Assignment:
Transcribe all the data, leaving each word as it is.

Data for this task:
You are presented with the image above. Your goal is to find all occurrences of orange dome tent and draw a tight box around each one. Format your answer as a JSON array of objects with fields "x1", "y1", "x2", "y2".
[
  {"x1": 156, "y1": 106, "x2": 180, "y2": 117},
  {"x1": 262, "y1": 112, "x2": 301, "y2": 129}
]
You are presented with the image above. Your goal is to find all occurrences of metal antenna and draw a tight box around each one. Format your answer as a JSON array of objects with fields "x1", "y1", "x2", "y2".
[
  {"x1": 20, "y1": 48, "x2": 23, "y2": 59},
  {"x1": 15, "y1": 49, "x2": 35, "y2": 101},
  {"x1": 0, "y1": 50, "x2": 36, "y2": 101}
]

Task result:
You are presented with the image above. Your goal is to find all occurrences of orange dome tent and draw a tight box around each one. Format your answer as a JSON array of objects with fields "x1", "y1", "x2", "y2".
[
  {"x1": 156, "y1": 106, "x2": 180, "y2": 117},
  {"x1": 262, "y1": 112, "x2": 301, "y2": 129}
]
You are presented with the image above. Your goal is to find all occurrences of metal antenna and draw a tight box around each one. Format your answer as a JSON array of objects with fields "x1", "y1", "x2", "y2".
[
  {"x1": 20, "y1": 48, "x2": 23, "y2": 59},
  {"x1": 15, "y1": 49, "x2": 35, "y2": 101},
  {"x1": 0, "y1": 50, "x2": 36, "y2": 101}
]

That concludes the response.